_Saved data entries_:
____________________
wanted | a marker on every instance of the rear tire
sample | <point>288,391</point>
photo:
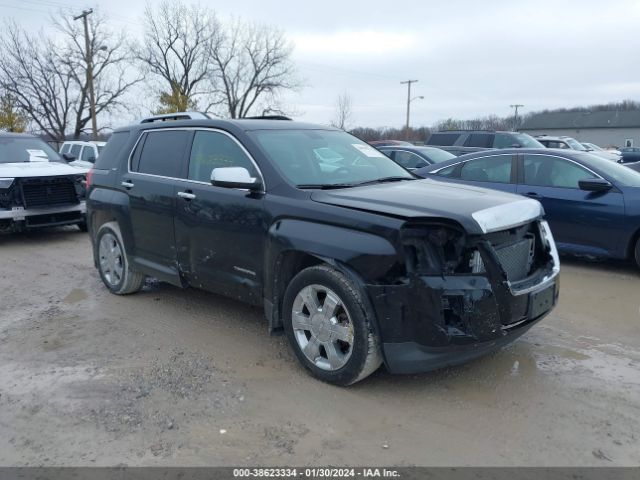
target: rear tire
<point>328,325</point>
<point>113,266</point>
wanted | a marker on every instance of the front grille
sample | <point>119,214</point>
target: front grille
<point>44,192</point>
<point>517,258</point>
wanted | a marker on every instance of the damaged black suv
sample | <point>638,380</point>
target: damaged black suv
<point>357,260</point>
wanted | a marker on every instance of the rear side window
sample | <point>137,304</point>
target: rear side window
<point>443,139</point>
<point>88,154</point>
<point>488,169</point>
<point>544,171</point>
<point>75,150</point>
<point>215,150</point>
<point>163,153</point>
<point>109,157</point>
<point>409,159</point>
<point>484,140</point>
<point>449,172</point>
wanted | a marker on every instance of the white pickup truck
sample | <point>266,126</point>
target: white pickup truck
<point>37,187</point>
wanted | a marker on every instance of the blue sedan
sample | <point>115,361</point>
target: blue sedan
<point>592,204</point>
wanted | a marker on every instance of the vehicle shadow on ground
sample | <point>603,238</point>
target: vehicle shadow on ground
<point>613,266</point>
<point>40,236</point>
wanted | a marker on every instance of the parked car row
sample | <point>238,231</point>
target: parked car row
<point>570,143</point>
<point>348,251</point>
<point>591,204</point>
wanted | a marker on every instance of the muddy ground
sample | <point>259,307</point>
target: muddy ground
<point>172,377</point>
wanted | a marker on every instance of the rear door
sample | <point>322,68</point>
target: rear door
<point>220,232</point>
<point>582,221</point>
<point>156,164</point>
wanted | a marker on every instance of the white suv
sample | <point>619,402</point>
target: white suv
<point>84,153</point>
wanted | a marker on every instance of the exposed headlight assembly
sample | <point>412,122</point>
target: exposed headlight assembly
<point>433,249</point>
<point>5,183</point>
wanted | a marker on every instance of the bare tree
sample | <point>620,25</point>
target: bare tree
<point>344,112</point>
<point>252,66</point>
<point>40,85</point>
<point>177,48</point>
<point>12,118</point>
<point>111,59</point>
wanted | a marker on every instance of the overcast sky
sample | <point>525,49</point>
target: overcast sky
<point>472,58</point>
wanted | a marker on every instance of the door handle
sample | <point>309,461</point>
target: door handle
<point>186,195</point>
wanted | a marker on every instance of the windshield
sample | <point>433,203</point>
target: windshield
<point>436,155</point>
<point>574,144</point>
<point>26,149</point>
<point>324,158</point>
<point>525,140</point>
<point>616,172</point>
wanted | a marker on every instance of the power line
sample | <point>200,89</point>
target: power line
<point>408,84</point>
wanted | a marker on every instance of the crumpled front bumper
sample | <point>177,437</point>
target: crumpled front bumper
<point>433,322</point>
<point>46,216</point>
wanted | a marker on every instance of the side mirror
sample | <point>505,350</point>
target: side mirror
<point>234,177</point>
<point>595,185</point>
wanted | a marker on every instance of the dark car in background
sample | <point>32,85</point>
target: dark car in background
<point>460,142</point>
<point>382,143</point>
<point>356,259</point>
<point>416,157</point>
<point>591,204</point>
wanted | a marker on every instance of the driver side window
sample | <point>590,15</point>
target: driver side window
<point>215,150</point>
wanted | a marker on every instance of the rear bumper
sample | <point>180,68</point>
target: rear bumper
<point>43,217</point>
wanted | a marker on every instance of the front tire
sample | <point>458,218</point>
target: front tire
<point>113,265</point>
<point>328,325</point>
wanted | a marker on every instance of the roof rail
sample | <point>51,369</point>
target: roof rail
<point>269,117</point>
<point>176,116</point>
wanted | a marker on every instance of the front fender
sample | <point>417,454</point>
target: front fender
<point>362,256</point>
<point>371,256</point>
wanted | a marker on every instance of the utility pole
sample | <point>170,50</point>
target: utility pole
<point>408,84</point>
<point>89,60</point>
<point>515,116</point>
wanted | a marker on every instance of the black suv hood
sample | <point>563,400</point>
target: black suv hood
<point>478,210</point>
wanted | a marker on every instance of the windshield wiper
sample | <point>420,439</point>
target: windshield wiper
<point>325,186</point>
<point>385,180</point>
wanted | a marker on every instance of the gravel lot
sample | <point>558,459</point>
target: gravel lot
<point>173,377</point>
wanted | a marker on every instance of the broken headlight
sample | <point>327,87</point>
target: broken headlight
____________________
_Challenge_: Go through the data above and transcribe it in full, omitting any image.

_The answer_:
wanted | a marker on every instance of the rear tire
sample | <point>288,391</point>
photo:
target: rear tire
<point>328,325</point>
<point>113,266</point>
wanted | a marker on every instance of the front grille
sample | <point>119,214</point>
target: front grille
<point>44,192</point>
<point>517,258</point>
wanted | a marker on every instance of the damaged black suv
sample | <point>638,380</point>
target: damaged black suv
<point>357,260</point>
wanted | a marker on every instance of the rear side window
sample | <point>137,304</point>
target: rear side window
<point>443,139</point>
<point>88,154</point>
<point>488,169</point>
<point>544,171</point>
<point>75,150</point>
<point>215,150</point>
<point>163,153</point>
<point>109,157</point>
<point>409,159</point>
<point>484,140</point>
<point>449,172</point>
wanted | a marker on every instance of the white pickup truck
sample | <point>266,126</point>
target: white pickup truck
<point>37,187</point>
wanted | a marker on every instance of the blue sedan
sample | <point>115,361</point>
target: blue sedan
<point>592,204</point>
wanted | a marker on every instance of the vehicle shadow on ground
sample | <point>603,238</point>
target: vehicle shadow on ground
<point>613,266</point>
<point>40,236</point>
wanted | a marker on every instance of the parked car row
sample | <point>238,231</point>
target: parked car row
<point>570,143</point>
<point>348,251</point>
<point>591,204</point>
wanted | a marker on every instance of the muddy ground
sample | <point>259,307</point>
target: muddy ground
<point>172,377</point>
wanted | a marker on every instance of the rear door
sample | <point>322,68</point>
target: rear door
<point>220,232</point>
<point>582,221</point>
<point>156,164</point>
wanted | a marker on every instance of the white suv
sample | <point>619,402</point>
target: white suv
<point>84,153</point>
wanted | a marker on every instance of the exposed headlight assembly
sample | <point>412,122</point>
target: exposed headlight assembly
<point>433,249</point>
<point>5,183</point>
wanted | a marker on every instance of the bare tree
sample | <point>620,25</point>
target: bare tree
<point>344,112</point>
<point>252,66</point>
<point>40,85</point>
<point>177,48</point>
<point>12,118</point>
<point>111,59</point>
wanted | a marker on every instance of the overcast sky
sample | <point>525,49</point>
target: overcast sky
<point>472,58</point>
wanted | a marker on every instance of the door handle
sample | <point>309,461</point>
target: door handle
<point>186,195</point>
wanted | a marker on every instance of the windshield
sample | <point>433,203</point>
target: windshield
<point>436,155</point>
<point>574,144</point>
<point>26,149</point>
<point>324,158</point>
<point>525,140</point>
<point>616,172</point>
wanted | a marker on every instance of the power line
sample | <point>200,89</point>
target: power line
<point>408,84</point>
wanted | a marker on every instance of the crumpled front bumper
sample | <point>177,437</point>
target: crumpled front bumper
<point>433,322</point>
<point>46,216</point>
wanted | a marker on every instance of the side mirror
sample | <point>505,350</point>
target: side mirror
<point>234,177</point>
<point>595,185</point>
wanted | a marker on every instance of the dark car in background
sample | <point>32,85</point>
target: dark car in background
<point>460,142</point>
<point>382,143</point>
<point>356,259</point>
<point>416,157</point>
<point>591,204</point>
wanted | a marker on every instance of the driver side window
sample | <point>590,15</point>
target: driver side window
<point>215,150</point>
wanted | a marker on every instance of the rear bumper
sample | <point>180,68</point>
target: rear bumper
<point>43,217</point>
wanted | a marker on every instance of the front tire
sample | <point>458,218</point>
target: front tire
<point>113,265</point>
<point>328,325</point>
wanted | a marker on every instance of the roof rail
sample | <point>51,369</point>
target: roof rail
<point>269,117</point>
<point>176,116</point>
wanted | a marker on every instance of the front fender
sample | <point>417,454</point>
target: front fender
<point>362,256</point>
<point>371,256</point>
wanted | a marker on every instance of the utility pole
sample | <point>170,50</point>
target: utility pole
<point>408,84</point>
<point>89,60</point>
<point>515,116</point>
wanted | a marker on every instance of the black suv hood
sample | <point>563,400</point>
target: black suv hood
<point>478,210</point>
wanted | a marker on every instance of the windshield wiper
sample | <point>420,439</point>
target: windshield wiper
<point>325,186</point>
<point>385,180</point>
wanted | a marker on every instance of the gravel lot
sample | <point>558,459</point>
target: gravel lot
<point>173,377</point>
wanted | a marker on every instance of the broken headlight
sample | <point>327,87</point>
target: broken headlight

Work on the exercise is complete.